# start of Extracted entries

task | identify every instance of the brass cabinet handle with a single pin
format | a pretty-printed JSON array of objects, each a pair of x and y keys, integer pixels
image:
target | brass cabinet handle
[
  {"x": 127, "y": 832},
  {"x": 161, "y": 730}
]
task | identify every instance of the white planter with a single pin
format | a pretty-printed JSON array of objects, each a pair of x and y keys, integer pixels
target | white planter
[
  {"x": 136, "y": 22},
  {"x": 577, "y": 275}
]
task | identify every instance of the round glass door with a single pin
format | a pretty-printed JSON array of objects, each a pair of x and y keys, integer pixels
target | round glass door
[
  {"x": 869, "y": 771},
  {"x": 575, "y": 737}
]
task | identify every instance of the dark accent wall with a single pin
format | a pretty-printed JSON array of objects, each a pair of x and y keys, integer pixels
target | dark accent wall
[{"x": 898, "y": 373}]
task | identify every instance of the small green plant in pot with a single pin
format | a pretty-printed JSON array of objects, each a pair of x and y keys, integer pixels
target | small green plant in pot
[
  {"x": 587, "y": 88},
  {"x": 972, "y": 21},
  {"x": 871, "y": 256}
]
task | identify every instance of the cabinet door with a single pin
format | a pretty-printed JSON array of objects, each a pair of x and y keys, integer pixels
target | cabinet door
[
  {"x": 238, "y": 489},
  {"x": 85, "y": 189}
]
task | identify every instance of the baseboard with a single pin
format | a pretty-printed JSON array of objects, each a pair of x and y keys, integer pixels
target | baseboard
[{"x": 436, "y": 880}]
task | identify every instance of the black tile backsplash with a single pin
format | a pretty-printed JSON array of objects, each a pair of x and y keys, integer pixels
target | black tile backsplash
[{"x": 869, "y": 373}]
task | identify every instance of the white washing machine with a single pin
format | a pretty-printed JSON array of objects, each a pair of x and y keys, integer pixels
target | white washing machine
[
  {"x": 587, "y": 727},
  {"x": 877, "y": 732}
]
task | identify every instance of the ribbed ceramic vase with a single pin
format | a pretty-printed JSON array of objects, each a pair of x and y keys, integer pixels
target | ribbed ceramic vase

# end of Extracted entries

Copy the material from the line with "task | identify every instance of the small" through the end of the material, both ends included, keeping every line and increasing each x and y pixel coordinate in the answers by 106.

Answer to the task:
task | identify every instance of the small green plant in pot with a single pin
format | a pretty-printed JSON array of objects, each a pair of x and y keys, integer pixels
target | small green plant in pot
[
  {"x": 693, "y": 194},
  {"x": 1078, "y": 127},
  {"x": 977, "y": 362}
]
task | identify every instance of the cabinet door with a single pin
format | a pretty-printed JSON array of objects, each a pair of x and y keys, integer pixels
target | cabinet door
[
  {"x": 344, "y": 595},
  {"x": 191, "y": 295}
]
task | identify every instance of the baseboard with a single pin
format | a pretty-printed JSON array of objects, each a pair of x and y keys, integer pixels
target | baseboard
[{"x": 542, "y": 986}]
task | identify every instance of the black tile backsplash with a single pin
format | a pretty-printed JSON array of objects, each a pair of x and y keys, integer pixels
target | black tile backsplash
[{"x": 975, "y": 479}]
task | identify every instance of the white washing machine with a single pin
format | a pretty-printed JSON array of objects, each a pair of x and y keys, integer pixels
target | white washing machine
[
  {"x": 693, "y": 833},
  {"x": 983, "y": 838}
]
task | identify every instance of the ribbed ceramic vase with a single pin
format | a pretty-printed JSON array of objects, each a pair of x and y keys, integer pixels
target | ribbed ceramic vase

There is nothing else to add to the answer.